## Exercise instructions
• A. List every dollar amount that appears in the commentary on the economy and banks.
• B. Duplicate the commentary on the economy and banks word for word, starting at "Since we hit" and ending at "are not structural.".
• C. Decide whether each statement agrees with the commentary on the economy and banks: (i) the banking system is short of money, (ii) 90% of the money banks have belongs to depositors, (iii) spending on wars in the Middle East is structural. Answer yes or no for each and quote the words of the commentary that decide it.

## Given text
Where Do We Go Next?
Since we hit dead center the call for 1.46% 10-year Treasury note yield, folks have been asking, "What's next for Treasuries and home loan rates?" The fact is that the U.S. economy is in a dismal state despite averaging $1.518 trillion in deficits per year for the past 3.5 years. We are not exactly in an austerity mode. Massive deficit spending has not really been Keynesian but is more the result of structural problems with Social Security and Medicare/Medicaid. Gigantic spending on wars in the middle-East have also hurt but these are not structural.
Accommodative fiscal policy has been accompanied by accommodative monetary policy - low rates and ineffective increases in money supply by the Fed.
Suggestions that we need a QEII to get the economy going are absurd. Why? Because the banking system has already more money that it knows what to do with. Banks have been under enormous pressure from politicians. This week the head of Chase had to explain a $2 billion trading loss. This is the same Congress which has created the fiscal cliff calling for large tax hikes and decrease government spending when this calendar year ends.
Banks have no idea what to do with their cash until Congress and the President settle the fiscal cliff issue and they are reticent to do anything which they will later be taken to task for. Keep in mind that 90% of the money banks have belongs to depositors. That money is sitting idle in part because banks are still lacking confidence in the economy and part because the regulations consequent to Dodd-Frank have not all been spelled out. Excoriating banks and bankers may be politically exigent but it has the effect of making them less likely to lend the $1.5 trillion in excess reserves they have parked at the Fed.

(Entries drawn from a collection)
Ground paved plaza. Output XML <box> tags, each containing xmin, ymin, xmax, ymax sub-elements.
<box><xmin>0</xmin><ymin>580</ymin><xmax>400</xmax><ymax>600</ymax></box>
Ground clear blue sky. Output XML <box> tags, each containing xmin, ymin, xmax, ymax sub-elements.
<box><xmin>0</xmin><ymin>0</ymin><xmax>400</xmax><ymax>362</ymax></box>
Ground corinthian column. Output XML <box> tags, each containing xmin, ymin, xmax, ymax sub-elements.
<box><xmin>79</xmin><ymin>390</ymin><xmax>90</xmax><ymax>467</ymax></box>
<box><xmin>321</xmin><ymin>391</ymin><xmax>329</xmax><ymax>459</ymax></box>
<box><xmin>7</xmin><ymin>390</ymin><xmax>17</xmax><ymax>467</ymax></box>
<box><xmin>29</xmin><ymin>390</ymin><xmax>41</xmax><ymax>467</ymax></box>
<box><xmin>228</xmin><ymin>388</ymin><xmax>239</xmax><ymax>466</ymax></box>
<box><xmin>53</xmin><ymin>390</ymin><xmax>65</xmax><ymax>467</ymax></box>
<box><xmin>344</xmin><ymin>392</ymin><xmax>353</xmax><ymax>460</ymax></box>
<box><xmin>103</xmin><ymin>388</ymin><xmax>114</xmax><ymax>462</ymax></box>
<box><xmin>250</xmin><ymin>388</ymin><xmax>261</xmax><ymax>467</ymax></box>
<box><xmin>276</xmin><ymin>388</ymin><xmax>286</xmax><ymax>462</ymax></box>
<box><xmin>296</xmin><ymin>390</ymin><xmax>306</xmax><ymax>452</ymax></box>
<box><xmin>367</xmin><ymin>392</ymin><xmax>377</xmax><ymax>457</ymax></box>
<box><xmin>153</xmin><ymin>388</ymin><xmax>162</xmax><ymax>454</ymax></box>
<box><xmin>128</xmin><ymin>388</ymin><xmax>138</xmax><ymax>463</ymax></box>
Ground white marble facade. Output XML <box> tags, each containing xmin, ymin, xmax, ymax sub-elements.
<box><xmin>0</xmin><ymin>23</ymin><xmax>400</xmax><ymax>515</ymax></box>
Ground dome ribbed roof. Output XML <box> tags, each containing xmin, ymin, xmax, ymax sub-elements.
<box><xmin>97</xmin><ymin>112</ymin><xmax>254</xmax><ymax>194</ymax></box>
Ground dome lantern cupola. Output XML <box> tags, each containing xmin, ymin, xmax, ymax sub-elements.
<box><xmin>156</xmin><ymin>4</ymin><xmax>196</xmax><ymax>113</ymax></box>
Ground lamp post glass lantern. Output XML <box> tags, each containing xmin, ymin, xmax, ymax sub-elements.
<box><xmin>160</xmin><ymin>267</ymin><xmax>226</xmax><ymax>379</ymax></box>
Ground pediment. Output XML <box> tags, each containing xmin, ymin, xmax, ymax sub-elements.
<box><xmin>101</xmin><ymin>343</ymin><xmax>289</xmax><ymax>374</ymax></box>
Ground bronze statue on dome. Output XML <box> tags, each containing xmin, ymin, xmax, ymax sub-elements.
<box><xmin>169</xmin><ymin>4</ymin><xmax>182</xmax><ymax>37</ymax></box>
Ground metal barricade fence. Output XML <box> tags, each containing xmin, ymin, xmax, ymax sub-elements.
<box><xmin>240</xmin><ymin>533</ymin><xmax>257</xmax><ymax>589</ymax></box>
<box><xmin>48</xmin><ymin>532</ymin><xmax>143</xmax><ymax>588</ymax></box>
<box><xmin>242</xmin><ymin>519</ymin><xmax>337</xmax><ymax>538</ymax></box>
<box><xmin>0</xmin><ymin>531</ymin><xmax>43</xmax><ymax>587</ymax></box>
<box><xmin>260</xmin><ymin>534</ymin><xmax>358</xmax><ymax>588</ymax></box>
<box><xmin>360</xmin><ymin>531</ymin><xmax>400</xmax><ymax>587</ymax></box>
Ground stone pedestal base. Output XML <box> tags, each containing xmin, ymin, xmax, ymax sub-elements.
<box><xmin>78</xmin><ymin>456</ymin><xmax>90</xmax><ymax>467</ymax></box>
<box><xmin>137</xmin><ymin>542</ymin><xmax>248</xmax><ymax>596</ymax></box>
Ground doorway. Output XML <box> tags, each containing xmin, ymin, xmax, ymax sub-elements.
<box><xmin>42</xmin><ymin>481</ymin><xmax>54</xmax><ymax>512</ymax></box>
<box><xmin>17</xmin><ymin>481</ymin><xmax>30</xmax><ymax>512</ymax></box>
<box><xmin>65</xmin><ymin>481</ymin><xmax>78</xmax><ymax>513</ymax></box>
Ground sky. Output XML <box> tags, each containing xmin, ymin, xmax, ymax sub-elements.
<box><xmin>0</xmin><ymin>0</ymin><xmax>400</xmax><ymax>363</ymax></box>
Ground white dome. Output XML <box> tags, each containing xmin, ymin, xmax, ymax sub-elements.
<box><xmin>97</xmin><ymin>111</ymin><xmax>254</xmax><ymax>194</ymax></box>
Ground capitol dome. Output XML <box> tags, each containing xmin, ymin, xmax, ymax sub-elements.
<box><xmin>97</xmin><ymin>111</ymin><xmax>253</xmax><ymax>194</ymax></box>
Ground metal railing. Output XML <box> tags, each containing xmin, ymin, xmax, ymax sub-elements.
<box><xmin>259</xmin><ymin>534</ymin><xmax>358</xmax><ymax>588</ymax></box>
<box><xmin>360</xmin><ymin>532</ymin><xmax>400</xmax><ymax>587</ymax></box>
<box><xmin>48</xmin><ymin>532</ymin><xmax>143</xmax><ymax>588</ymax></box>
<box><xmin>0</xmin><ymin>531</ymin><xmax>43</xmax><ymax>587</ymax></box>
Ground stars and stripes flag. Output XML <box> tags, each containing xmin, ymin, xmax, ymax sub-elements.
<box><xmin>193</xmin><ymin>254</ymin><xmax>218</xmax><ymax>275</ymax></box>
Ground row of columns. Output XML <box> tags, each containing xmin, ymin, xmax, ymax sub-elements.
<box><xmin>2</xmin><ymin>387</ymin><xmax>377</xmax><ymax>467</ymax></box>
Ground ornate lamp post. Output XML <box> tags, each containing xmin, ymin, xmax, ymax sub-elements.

## Results
• A.
$1.518 trillion
$2 billion
$1.5 trillion

• B.
Since we hit dead center the call for 1.46% 10-year Treasury note yield, folks have been asking, "What's next for Treasuries and home loan rates?" The fact is that the U.S. economy is in a dismal state despite averaging $1.518 trillion in deficits per year for the past 3.5 years. We are not exactly in an austerity mode. Massive deficit spending has not really been Keynesian but is more the result of structural problems with Social Security and Medicare/Medicaid. Gigantic spending on wars in the middle-East have also hurt but these are not structural.

• C.
(i) No: "the banking system has already more money that it knows what to do with."
(ii) Yes: "Keep in mind that 90% of the money banks have belongs to depositors."
(iii) No: "Gigantic spending on wars in the middle-East have also hurt but these are not structural."